Usability Study: Coulax Alarm Clock

Overview

Released in 2017, the Coulax Alarm clock helps users wake up naturally by simulating sunrise. Sounds like a great way to wake up, but how easy is it to use?

As part of a usability assessment course for the Master of Information program at U of T, we were asked to choose a software/hardware of our choice to evaluate its ease of use. As a team, we decided to tackle hardware since it will be an exciting challenge to take on - especially since the Coulax Alarm Clock had special features that a regular alarm wouldn't have (e.g. different colour light settings).

Timeline

2 months from Jan-Feb 2019

Role

UX Researcher

Team

Cher-Ann Chai
Mimi Cheung
Sharon Lam

Tools

Google Survey, Google Sheets

Methods

Interviews, Observations, Surveys, Pre/Post Questionnaires

Planning out the study

Determine target audience

We started off by creating user profiles to figure out who is the target audience for this alarm clock. After discussing as a team, we narrowed down our user profile to students and working individuals, since they were more likely to have a need to wake up on time for classes or work.

Participant Recruitment and Incentives

We recruited 8 participants matching target audience. Since this is a course project, we were unable to provide any monetary incentives, but we did offer cookies at the end of each session!

Preparing Tasks and Scenarios

To keep the scenarios as realistic as possible, we wrote scenarios that provided context to the tasks instead of specific instructions to interact with a feature. We also tried to keep the scenarios less ‘step-based’, in order not to implicitely guide the user on how it should be used.

Example Scenario

Data Collection Methods

During each usability session, we decided to collect the following data to help us evaluate the usability of the clock:

Quantitative Data

Time taken to complete each task
Buttons accessed for each task
Success or failure for each task
Post-test questionnaire – System Usability Scale

Qualitative Data

Semi structured interviews at the end of each scenario and during debriefing
Participant observation during each scenario
Product reaction cards at debriefing to gauge overall feelings of using the clock

Limitations

Scenarios focused on common functions; thus, not all of the available functions of the clock were tested
Sessions were conducted in a lab, so it does not fully represent the complexity of real-world environment

Test Environment Preparation

We were fortunate to be able to use the Usability Lab at U of T to conduct our sessions. We positioned the tables so that the moderator and the observer could see the participant’s face and hand movement on the clock. A piece of tape was marked on the table where the clock was placed, to remind participants to keep the clock in the spot to ensure an unobstructed view of the clock face.

Analyzing usability data

What tasks were the easiest or trickiest?

Based on the graph we created below, the tasks "set alarm" and "[set to] brightest lamp setting" was the trickiest for participants.

Note: We defined task “success” as the full completion of the task: e.g., for setting the alarm, “success” means the participant set the time for the alarm and also turned the alarm status to “on”

How long did it take to complete each task successfully?

For tasks that took longer and had a greater variation, this could suggest that they are not intuitive. However, these tasks are also more complex and require more 'steps' to complete, so considering the variation between times within each task may be more helpful than comparing times between tasks.

What buttons were pressed for each task?

════════════════════

Carry the usability study of the Coulax alarm clock forward from its last line.

◆ DATA SECTION ◆
════════════════════

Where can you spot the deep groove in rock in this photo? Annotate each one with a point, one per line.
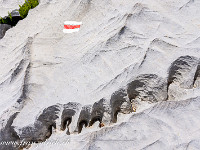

════════════════════

◆ RESPONSE BELOW ◆
We created a graph illustrating what buttons were pressed for each task, in order to show whether partcipants pressed unrelated buttons and how many did so. This provides a more granular view of success rate.

Green bars indicate the buttons that need to be pressed to complete the task, while the yellow bars indicate buttons that were pressed but irrelevant to the task. A graph for the task “Setting the Alarm” is shown below, and it shows that quite a few participants mistook the “moon” button for the alarm button.

What is the perceived ease of use?

After the usability test, we asked participants to complete a post-questionnaire based on the System Usability Score. The participants’ ratings for the alarm clock scored an average of 46.6, which is below the average score of 68 across 500 studies of different systems.

However, one should note that the questionnaire measures perceived ease of use. Additionally, perceived ease of use may not accord with successful use, e.g. P3 and P8 experienced similar or greater levels of task success compared to P4, but both rated the clock’s usability lower, at 60 and 42.5, respectively.

Are there any common themes from the sessions?

From our observation and interview notes, we noticed there were quite a few common themes, and organized it in the two tables below.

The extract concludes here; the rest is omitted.